____ Exercise inputs

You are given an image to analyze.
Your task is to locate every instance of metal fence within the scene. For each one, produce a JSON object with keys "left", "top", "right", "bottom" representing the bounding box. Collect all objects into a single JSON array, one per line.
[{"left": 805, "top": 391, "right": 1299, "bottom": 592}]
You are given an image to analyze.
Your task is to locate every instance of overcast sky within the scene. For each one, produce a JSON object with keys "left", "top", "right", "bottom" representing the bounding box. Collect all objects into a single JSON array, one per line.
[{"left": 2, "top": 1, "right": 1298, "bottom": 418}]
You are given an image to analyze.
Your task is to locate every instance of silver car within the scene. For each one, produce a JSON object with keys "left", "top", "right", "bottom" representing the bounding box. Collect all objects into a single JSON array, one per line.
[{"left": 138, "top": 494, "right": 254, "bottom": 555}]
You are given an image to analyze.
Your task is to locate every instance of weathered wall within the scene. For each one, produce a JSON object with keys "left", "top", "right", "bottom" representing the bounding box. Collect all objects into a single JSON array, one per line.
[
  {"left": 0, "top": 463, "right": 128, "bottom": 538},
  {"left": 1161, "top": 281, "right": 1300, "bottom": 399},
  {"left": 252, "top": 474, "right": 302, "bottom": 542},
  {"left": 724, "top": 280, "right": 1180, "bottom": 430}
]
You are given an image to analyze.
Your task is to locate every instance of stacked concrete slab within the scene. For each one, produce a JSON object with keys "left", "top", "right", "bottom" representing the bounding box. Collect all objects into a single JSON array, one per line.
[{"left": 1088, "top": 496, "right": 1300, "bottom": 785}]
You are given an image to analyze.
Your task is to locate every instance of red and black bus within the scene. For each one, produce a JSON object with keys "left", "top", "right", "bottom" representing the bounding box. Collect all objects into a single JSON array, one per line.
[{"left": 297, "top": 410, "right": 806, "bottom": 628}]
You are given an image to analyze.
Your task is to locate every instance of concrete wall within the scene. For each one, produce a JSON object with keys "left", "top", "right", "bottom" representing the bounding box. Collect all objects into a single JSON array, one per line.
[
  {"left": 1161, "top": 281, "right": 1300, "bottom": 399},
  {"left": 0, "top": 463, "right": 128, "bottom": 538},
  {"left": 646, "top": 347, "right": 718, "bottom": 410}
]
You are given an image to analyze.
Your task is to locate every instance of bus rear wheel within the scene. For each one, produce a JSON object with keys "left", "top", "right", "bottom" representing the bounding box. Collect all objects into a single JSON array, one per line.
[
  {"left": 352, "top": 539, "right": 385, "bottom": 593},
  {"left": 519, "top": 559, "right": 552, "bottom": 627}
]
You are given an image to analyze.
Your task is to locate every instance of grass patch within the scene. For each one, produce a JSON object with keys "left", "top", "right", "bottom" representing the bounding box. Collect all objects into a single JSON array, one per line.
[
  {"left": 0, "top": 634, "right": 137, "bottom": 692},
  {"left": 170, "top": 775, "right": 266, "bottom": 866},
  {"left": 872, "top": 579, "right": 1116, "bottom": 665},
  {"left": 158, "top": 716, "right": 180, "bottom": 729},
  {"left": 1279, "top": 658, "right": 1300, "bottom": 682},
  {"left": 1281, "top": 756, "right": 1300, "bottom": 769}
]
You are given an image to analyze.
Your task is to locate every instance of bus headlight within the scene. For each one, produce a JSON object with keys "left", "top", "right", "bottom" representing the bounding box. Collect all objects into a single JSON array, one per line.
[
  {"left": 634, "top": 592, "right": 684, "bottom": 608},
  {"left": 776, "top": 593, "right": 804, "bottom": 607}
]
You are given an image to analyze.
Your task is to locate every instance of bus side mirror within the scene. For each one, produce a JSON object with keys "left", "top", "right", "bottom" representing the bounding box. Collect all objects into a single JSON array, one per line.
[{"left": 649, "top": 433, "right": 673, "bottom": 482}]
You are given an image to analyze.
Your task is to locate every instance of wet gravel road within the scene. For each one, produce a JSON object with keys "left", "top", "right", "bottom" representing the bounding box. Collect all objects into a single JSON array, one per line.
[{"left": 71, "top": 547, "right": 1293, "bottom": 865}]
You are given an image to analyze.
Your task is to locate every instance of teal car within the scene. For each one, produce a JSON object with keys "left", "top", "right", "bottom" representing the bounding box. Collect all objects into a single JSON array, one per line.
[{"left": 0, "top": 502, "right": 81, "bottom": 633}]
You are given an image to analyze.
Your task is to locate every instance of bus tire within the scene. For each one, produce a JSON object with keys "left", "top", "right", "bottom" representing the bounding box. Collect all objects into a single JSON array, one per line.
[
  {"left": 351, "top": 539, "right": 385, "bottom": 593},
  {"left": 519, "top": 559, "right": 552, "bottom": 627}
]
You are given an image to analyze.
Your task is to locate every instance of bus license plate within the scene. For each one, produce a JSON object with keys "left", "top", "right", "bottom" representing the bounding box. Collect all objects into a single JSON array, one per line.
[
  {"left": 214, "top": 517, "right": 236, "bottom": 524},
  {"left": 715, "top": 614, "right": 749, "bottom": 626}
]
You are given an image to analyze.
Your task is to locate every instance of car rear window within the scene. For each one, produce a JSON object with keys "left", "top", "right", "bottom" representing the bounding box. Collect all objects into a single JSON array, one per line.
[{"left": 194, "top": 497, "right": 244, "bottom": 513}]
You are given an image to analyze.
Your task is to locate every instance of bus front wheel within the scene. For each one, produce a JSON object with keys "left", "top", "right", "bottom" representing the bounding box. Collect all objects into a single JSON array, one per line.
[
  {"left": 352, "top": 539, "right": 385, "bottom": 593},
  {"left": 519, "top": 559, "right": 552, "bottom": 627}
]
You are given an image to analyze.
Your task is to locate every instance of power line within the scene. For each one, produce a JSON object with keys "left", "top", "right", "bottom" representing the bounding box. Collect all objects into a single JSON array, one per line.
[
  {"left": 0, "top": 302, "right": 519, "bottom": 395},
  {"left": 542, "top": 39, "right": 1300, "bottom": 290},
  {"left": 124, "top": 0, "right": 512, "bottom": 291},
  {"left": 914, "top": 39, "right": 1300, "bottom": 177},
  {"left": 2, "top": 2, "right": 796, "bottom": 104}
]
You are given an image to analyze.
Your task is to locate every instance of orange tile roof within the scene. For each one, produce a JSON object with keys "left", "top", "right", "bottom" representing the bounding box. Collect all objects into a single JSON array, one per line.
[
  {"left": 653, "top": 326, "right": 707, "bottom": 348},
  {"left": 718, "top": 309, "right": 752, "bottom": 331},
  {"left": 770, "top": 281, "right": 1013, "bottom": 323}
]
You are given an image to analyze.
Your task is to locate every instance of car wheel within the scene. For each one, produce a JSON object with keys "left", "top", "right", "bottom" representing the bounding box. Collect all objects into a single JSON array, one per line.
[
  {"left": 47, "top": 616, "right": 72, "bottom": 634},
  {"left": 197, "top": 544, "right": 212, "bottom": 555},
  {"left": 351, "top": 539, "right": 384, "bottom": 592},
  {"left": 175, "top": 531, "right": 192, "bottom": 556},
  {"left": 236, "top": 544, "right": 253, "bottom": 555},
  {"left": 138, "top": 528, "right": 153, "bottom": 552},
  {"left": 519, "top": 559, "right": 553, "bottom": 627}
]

________

Return every entry verbatim.

You are given an image to analyze.
Your task is to locate every instance of metal fence within the scene. For each one, produce a JSON object with keys "left", "top", "right", "bottom" representing the bounding box. Collect all objects into a single JSON array, one per line.
[{"left": 805, "top": 391, "right": 1299, "bottom": 592}]
You are given an image to analyze.
Your task is to locate every instance of overcast sky within the scene. For each one, produce a JSON object with keys "left", "top", "right", "bottom" representing the bounding box. Collect all objects into a single JSON array, one per line.
[{"left": 2, "top": 1, "right": 1298, "bottom": 418}]
You are given an image to analyze.
Your task is to locate every instance of silver car within the scene. For each one, produce a JSON object with keys "left", "top", "right", "bottom" representing the bounding box. Collect all objects into a single JSON array, one per line.
[{"left": 138, "top": 494, "right": 254, "bottom": 555}]
You are given an image to analyze.
Your task is to locate every instance of weathered wall within the scene. For each one, produce a JSON object with keys "left", "top", "right", "bottom" representing the bounding box. Collect all objects into a single JSON array, one per line.
[
  {"left": 0, "top": 463, "right": 128, "bottom": 538},
  {"left": 1161, "top": 281, "right": 1300, "bottom": 399},
  {"left": 252, "top": 474, "right": 302, "bottom": 542},
  {"left": 724, "top": 280, "right": 1180, "bottom": 430}
]
You are given an image to analyze.
Your task is to locate every instance of stacked concrete slab within the scene. For each one, produce a JSON object with keys "left", "top", "right", "bottom" representing the bounding box. Collect all objects into a single JSON array, one per line.
[{"left": 1088, "top": 496, "right": 1300, "bottom": 785}]
You are given an image to analyze.
Your task is to locate every instance of red and black bus within the scene. For each one, produce a JSON object with keys "left", "top", "right", "bottom" representing the bounding box. Collect all objects into a single JSON array, one per line.
[{"left": 297, "top": 410, "right": 806, "bottom": 628}]
You are given an image to analyze.
Your task is to locate every instance of concrete wall within the scene. For each one, produce a JSON object with keys "left", "top", "right", "bottom" representing the bounding box. Collect all objects into a single JSON array, one per line.
[
  {"left": 1161, "top": 281, "right": 1300, "bottom": 399},
  {"left": 0, "top": 463, "right": 128, "bottom": 538},
  {"left": 646, "top": 347, "right": 718, "bottom": 410}
]
You are given an image to analyze.
Your task is to locate every instance of bus rear wheel within the scene. For each one, produce a JSON object with keys "left", "top", "right", "bottom" representing the bounding box. Collect all objects into a single JSON array, one per line.
[
  {"left": 352, "top": 539, "right": 385, "bottom": 593},
  {"left": 519, "top": 559, "right": 552, "bottom": 627}
]
You are given an image to analyze.
Your task is to locate every instance of grass patch within the scene. For each one, produce a JSON object with keys "left", "top", "right", "bottom" representing the bounding box. Collect all objects into a single JSON array, one per line.
[
  {"left": 0, "top": 634, "right": 137, "bottom": 692},
  {"left": 170, "top": 775, "right": 266, "bottom": 866},
  {"left": 872, "top": 579, "right": 1116, "bottom": 665},
  {"left": 158, "top": 716, "right": 180, "bottom": 729},
  {"left": 1279, "top": 658, "right": 1300, "bottom": 682},
  {"left": 1281, "top": 756, "right": 1300, "bottom": 769}
]
You are given an image to analyze.
Your task is to locate every instance of bus headlight within the scene. For each one, produce a JSON object with keys "left", "top", "right", "bottom" representing the bounding box. Collect all objects into a single JSON array, one per line.
[
  {"left": 634, "top": 592, "right": 684, "bottom": 608},
  {"left": 776, "top": 593, "right": 804, "bottom": 607}
]
You are given an image to analyze.
Your task is to locate every instance of bus side mirror within the scene. For each one, produce a JSON object with keys "left", "top", "right", "bottom" representing the bounding box. Collect all objects into a single JSON array, one per line.
[{"left": 649, "top": 433, "right": 673, "bottom": 482}]
You are given an image to analyze.
Your task is to locate every instance of wet gravel road within the scene. For each one, produce a JSON object with keys "left", "top", "right", "bottom" representing the bounding box. Collect all objects into a single JSON array, one per line.
[{"left": 71, "top": 547, "right": 1293, "bottom": 865}]
You are given an image to analyze.
Your task is to locate every instance of teal car within the scene. For each one, produce a JSON object with keys "left", "top", "right", "bottom" representing the bounding box. Collect all objects into a single JSON array, one per line.
[{"left": 0, "top": 502, "right": 81, "bottom": 633}]
You are given an image to analyze.
Your task is to locate every instance of bus tire within the scene. For each one, produce a JSON object with keys "left", "top", "right", "bottom" representing the bounding box. Collect all objects into a single JSON array, one per line.
[
  {"left": 351, "top": 539, "right": 385, "bottom": 593},
  {"left": 519, "top": 559, "right": 552, "bottom": 627}
]
You are given an image to analyze.
Your task is to locate every instance of bus license plate within the scene. For each one, produce a JSON object with keys "left", "top", "right", "bottom" representing the bounding box. Collect all objects into a single JSON array, one per line.
[
  {"left": 214, "top": 517, "right": 236, "bottom": 524},
  {"left": 715, "top": 614, "right": 749, "bottom": 626}
]
You are given an image to analyze.
Your task is to locate every instance of car rear window within the scene. For each one, produce a JSON object with keys "left", "top", "right", "bottom" representing the bounding box. Collect all objects into a single JSON array, one per line.
[{"left": 194, "top": 497, "right": 244, "bottom": 513}]
You are given an image to analyze.
Your task is to locate every instance of bus front wheel within the scene. For each one, produce a JSON object with keys "left", "top", "right", "bottom" representing the bounding box. Collect all objects into a single JSON array, one per line.
[
  {"left": 352, "top": 539, "right": 385, "bottom": 593},
  {"left": 519, "top": 559, "right": 552, "bottom": 627}
]
You are given an image to analyze.
Your task is to locate every instance of power line within the scene. For each one, produce a JSON object with keys "left", "top", "right", "bottom" representing the bounding box. Collect all objects into a single JSON array, one per line.
[
  {"left": 0, "top": 302, "right": 519, "bottom": 395},
  {"left": 542, "top": 39, "right": 1300, "bottom": 290},
  {"left": 124, "top": 0, "right": 512, "bottom": 291},
  {"left": 914, "top": 39, "right": 1300, "bottom": 177},
  {"left": 2, "top": 2, "right": 796, "bottom": 104}
]
You are given an image to analyze.
Your task is to locate every instance of orange tile roof within the scene. For each one, produce a JSON object with keys "left", "top", "right", "bottom" representing the bounding box. Collect all objects into a single JSON array, one per line.
[
  {"left": 653, "top": 326, "right": 707, "bottom": 348},
  {"left": 718, "top": 309, "right": 752, "bottom": 331},
  {"left": 770, "top": 281, "right": 1013, "bottom": 323}
]
You are given an image to analyze.
Your task is to locate every instance of car wheel within the scene. For each one, produce a JSON object with keys "left", "top", "right", "bottom" representing the bounding box. Collect all objects into a single JSON array, one per line.
[
  {"left": 47, "top": 616, "right": 72, "bottom": 634},
  {"left": 197, "top": 544, "right": 212, "bottom": 555},
  {"left": 351, "top": 539, "right": 384, "bottom": 592},
  {"left": 175, "top": 531, "right": 192, "bottom": 556},
  {"left": 236, "top": 544, "right": 253, "bottom": 555},
  {"left": 138, "top": 528, "right": 153, "bottom": 552},
  {"left": 519, "top": 559, "right": 553, "bottom": 627}
]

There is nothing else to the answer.